* **TEXT**
——————

The image is inescapable: Marilyn Monroe stands over a subway grate as blowing air lifts her white dress, revealing her naked legs. Andrew Dominik’s new film, Blonde, opens with this moment, originally staged for The Seven Year Itch (1955). Monroe’s face is dazzled, then blotted out, by flashing camera lights.
Though many critics insist on reading it as a straight biopic, Blonde, based on the novel of the same title by Joyce Carol Oates, is a horror film about the creation of the image of Marilyn Monroe. Those who scorn the film as “dehumanizing,” “cruel,” or “torture porn” can’t tolerate the ambivalence and ambiguity that Blonde depicts and demands.

——————

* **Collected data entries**

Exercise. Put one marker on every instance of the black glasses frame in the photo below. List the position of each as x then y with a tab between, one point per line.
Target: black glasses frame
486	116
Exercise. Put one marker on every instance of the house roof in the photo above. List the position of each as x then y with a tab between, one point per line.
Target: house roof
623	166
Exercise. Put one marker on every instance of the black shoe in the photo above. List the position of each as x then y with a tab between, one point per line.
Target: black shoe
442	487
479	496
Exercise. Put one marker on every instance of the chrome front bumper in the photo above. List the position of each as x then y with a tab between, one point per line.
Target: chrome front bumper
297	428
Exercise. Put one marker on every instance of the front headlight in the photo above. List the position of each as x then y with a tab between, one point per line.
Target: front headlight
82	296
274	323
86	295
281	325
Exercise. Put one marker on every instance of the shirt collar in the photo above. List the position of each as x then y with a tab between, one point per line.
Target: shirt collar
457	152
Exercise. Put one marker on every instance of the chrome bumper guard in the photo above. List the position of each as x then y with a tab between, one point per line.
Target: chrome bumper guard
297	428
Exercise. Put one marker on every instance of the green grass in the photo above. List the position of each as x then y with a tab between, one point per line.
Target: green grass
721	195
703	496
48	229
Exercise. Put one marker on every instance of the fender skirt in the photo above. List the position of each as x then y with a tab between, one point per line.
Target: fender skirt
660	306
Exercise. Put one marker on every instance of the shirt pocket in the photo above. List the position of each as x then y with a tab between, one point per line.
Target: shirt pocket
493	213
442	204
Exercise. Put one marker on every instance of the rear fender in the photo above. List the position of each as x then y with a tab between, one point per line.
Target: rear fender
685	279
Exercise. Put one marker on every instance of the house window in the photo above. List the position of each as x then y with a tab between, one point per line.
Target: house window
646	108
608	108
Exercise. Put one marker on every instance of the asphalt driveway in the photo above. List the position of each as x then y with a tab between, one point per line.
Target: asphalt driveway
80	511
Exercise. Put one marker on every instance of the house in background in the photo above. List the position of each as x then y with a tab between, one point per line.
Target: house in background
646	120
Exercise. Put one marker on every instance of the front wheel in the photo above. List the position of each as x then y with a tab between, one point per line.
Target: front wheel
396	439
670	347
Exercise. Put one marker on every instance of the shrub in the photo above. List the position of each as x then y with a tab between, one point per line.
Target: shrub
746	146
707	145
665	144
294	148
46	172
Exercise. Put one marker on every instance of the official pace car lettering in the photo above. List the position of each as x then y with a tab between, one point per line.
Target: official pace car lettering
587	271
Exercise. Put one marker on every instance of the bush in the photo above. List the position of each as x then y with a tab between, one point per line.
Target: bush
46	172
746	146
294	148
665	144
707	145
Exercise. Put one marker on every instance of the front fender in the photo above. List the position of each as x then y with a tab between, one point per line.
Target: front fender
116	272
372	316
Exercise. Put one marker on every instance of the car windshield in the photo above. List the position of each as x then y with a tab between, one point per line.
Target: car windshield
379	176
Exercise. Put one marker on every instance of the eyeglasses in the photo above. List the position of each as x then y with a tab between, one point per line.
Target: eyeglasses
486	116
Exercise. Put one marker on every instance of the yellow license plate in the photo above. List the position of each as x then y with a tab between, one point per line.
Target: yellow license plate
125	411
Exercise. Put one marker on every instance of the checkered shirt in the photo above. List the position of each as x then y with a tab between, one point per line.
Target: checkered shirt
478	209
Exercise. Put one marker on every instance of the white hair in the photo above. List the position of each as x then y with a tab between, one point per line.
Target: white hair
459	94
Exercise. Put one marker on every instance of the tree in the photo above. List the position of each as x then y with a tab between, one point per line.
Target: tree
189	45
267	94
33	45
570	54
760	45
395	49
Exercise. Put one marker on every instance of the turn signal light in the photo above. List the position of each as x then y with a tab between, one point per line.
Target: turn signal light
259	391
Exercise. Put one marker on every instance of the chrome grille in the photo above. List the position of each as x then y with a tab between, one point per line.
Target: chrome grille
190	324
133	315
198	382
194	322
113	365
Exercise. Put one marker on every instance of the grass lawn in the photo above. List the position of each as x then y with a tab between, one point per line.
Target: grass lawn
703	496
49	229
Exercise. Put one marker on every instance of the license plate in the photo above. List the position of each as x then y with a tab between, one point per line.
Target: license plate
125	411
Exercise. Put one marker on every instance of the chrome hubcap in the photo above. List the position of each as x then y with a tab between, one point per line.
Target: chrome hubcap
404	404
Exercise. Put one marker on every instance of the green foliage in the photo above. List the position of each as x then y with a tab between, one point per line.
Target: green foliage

——————

* **WORK TO COMPLETE**
A – List the people named in the text about the film Blonde.
B – Duplicate the passage of the text about the film Blonde between "Though many critics" and "depicts and demands.", inclusive.

* **RESULTS BY TASK**
A – Marilyn Monroe, Andrew Dominik, Joyce Carol Oates

B –
Though many critics insist on reading it as a straight biopic, Blonde, based on the novel of the same title by Joyce Carol Oates, is a horror film about the creation of the image of Marilyn Monroe. Those who scorn the film as “dehumanizing,” “cruel,” or “torture porn” can’t tolerate the ambivalence and ambiguity that Blonde depicts and demands.